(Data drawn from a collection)
* * * *

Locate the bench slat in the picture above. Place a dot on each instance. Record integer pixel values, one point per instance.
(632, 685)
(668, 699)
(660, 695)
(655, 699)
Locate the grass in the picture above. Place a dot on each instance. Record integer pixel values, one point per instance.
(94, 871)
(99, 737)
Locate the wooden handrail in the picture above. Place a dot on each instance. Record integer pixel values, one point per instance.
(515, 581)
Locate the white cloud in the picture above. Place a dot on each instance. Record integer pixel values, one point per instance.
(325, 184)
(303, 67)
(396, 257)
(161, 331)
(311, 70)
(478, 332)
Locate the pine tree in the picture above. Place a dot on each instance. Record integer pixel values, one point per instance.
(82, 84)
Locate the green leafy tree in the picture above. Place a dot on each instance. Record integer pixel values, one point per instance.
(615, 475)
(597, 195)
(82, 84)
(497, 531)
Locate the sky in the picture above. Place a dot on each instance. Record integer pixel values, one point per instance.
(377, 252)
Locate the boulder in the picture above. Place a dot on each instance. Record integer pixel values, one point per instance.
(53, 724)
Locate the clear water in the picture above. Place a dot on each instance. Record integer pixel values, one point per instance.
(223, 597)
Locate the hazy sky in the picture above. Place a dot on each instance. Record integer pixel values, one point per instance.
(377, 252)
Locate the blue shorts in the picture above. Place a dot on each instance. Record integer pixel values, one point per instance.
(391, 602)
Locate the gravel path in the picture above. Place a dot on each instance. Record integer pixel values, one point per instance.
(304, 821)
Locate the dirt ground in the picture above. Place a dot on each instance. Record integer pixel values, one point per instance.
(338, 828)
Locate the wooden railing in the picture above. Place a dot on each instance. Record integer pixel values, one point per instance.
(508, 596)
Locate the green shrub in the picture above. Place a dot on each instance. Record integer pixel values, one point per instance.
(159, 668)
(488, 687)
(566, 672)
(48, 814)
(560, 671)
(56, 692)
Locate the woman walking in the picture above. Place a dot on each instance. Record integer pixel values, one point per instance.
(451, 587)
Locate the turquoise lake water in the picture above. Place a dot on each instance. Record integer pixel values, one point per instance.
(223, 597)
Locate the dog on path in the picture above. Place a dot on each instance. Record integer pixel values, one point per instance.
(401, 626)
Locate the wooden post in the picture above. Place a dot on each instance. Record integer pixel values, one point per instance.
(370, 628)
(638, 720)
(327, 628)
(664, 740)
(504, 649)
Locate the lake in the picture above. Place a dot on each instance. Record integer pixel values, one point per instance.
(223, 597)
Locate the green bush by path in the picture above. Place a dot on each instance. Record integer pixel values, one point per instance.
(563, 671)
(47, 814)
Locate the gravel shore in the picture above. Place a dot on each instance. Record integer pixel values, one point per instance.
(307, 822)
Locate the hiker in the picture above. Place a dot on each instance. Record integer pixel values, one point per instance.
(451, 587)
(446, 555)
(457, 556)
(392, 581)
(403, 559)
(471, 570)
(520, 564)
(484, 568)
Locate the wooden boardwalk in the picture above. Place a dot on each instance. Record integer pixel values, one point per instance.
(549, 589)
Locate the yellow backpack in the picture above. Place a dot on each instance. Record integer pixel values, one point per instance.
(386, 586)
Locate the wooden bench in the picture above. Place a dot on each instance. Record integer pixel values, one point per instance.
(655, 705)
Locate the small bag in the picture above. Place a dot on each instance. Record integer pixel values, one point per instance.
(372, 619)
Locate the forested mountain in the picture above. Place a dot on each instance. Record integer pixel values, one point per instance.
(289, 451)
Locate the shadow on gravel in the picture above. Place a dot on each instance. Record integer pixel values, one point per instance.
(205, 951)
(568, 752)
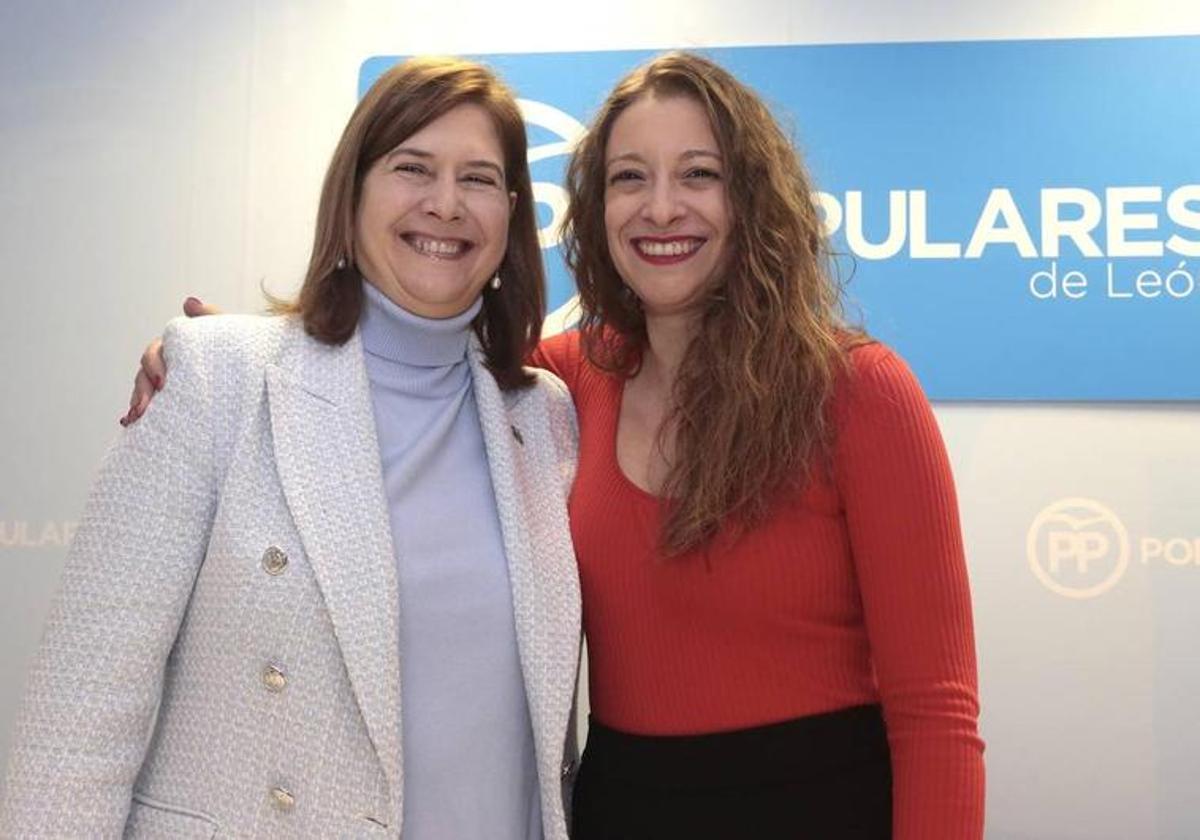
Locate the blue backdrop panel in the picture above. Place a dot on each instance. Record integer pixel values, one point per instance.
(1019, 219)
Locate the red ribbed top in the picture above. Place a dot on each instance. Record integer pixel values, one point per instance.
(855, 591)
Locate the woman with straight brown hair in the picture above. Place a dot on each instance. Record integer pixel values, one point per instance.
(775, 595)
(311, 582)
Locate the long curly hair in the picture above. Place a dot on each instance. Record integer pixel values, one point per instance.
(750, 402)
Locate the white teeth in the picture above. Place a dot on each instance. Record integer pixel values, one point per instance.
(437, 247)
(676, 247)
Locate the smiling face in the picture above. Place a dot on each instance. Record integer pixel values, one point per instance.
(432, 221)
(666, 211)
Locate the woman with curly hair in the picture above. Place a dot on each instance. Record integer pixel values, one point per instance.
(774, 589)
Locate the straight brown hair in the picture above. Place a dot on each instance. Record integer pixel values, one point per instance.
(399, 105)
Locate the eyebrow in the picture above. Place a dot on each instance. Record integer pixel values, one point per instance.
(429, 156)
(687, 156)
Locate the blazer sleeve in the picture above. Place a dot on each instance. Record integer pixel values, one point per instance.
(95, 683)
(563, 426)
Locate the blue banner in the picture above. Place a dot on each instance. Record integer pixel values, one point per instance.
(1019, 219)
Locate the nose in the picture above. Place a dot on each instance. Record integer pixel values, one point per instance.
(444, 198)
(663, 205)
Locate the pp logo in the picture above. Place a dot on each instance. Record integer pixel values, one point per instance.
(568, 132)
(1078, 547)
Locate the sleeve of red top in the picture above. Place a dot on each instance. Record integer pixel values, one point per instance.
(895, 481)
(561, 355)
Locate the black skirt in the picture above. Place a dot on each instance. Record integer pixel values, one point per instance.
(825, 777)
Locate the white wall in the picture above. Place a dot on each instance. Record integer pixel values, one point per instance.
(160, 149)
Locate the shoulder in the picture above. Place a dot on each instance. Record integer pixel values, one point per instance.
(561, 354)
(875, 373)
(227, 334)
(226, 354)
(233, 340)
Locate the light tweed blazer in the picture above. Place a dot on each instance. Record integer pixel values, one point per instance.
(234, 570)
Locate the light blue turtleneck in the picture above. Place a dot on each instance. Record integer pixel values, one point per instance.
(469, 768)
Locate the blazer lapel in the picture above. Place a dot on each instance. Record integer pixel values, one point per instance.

* * * *

> YOUR OBJECTIVE: Retype, without any change, every line of the items from the line holding "Locate the light blue" through the final line of the items, both included.

> SOLUTION TO THE EXERCISE:
Locate the light blue turtleneck in the picture above. Place a dot on each instance. Record integer pixel values, one point per instance.
(469, 768)
Locate the blazer lapel in the picture above. Place a dot on each instance. Record integer pixel values, one point per instance.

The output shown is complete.